_Goal of the exercise:_
Could you print out every entry, character for character?

_Entries supplied:_
- Opening Delimiter -

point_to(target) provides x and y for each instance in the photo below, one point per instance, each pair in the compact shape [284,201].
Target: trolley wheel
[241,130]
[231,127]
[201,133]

- Closing Delimiter -

_Task answer:_
point_to(target) provides x and y for each instance in the photo below, one point per instance, each pair in the compact shape [284,201].
Target: trolley wheel
[241,130]
[231,127]
[201,133]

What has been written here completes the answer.